Required task:
Reproduce the listing from the line holding "Target: girl with braided ponytail" through the end of the listing, inclusive, keeping every line and its requests. Add 127 to each x and y coordinate in the answers.
▶
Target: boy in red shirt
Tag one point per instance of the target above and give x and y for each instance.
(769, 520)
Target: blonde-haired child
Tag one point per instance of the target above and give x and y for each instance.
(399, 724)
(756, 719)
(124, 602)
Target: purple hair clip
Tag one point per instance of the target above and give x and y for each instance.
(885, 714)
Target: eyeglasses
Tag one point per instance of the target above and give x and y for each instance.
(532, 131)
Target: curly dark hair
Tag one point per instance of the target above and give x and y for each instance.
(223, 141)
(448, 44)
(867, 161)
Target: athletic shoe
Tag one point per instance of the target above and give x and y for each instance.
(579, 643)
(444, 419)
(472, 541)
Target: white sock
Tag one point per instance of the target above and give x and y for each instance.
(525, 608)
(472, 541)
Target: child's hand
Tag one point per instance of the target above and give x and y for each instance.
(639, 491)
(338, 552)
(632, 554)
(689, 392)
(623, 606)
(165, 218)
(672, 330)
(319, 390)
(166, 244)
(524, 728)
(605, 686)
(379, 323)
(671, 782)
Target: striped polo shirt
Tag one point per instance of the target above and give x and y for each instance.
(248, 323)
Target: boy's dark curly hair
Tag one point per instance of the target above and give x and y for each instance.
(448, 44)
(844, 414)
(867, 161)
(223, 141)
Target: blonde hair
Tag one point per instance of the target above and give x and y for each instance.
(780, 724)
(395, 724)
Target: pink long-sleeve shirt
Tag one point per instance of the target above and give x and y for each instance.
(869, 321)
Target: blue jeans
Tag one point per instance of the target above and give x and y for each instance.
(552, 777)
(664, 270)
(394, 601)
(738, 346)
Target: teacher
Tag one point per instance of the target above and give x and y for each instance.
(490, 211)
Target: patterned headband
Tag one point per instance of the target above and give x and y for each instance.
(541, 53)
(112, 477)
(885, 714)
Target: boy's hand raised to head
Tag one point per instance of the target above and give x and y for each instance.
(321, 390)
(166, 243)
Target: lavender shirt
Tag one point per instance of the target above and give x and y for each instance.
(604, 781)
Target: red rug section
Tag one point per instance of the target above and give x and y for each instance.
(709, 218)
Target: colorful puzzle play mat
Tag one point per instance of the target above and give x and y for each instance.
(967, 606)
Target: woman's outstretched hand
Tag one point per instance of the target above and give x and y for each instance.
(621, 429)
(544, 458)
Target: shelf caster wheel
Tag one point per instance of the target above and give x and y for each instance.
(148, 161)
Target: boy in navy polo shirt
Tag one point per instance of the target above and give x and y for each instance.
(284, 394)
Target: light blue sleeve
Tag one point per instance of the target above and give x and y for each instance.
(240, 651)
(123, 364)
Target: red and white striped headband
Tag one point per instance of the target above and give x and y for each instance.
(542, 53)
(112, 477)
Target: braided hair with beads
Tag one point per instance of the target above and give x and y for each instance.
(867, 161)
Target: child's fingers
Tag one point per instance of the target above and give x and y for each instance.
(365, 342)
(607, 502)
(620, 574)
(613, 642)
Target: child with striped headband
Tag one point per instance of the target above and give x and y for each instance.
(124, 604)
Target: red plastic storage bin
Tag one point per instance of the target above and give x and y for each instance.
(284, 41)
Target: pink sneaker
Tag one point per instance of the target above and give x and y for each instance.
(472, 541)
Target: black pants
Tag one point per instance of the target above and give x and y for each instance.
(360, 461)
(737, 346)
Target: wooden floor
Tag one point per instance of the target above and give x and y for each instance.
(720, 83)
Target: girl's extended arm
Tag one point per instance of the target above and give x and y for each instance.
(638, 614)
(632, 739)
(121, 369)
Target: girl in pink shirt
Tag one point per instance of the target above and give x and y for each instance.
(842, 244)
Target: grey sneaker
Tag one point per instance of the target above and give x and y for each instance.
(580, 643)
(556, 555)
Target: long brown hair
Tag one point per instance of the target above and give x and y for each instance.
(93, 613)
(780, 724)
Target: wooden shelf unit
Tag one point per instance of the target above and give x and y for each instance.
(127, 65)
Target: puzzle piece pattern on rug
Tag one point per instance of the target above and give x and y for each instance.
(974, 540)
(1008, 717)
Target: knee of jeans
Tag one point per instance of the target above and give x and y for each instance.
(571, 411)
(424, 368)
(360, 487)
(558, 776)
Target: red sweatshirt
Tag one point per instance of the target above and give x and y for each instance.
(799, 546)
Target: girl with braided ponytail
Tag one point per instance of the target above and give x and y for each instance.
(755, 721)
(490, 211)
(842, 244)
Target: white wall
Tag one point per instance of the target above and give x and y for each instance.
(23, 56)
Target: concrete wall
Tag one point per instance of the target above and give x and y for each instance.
◀
Answer for this exercise:
Target: girl with braided ponytail
Tag one point per instance of the target above and give x and y for each instance.
(882, 848)
(617, 338)
(969, 371)
Target: white wall
Tag one point per instance of the target above and give x and y for each instance.
(150, 183)
Target: concrete wall
Tag one point per instance of the target above and give x and y for each instance.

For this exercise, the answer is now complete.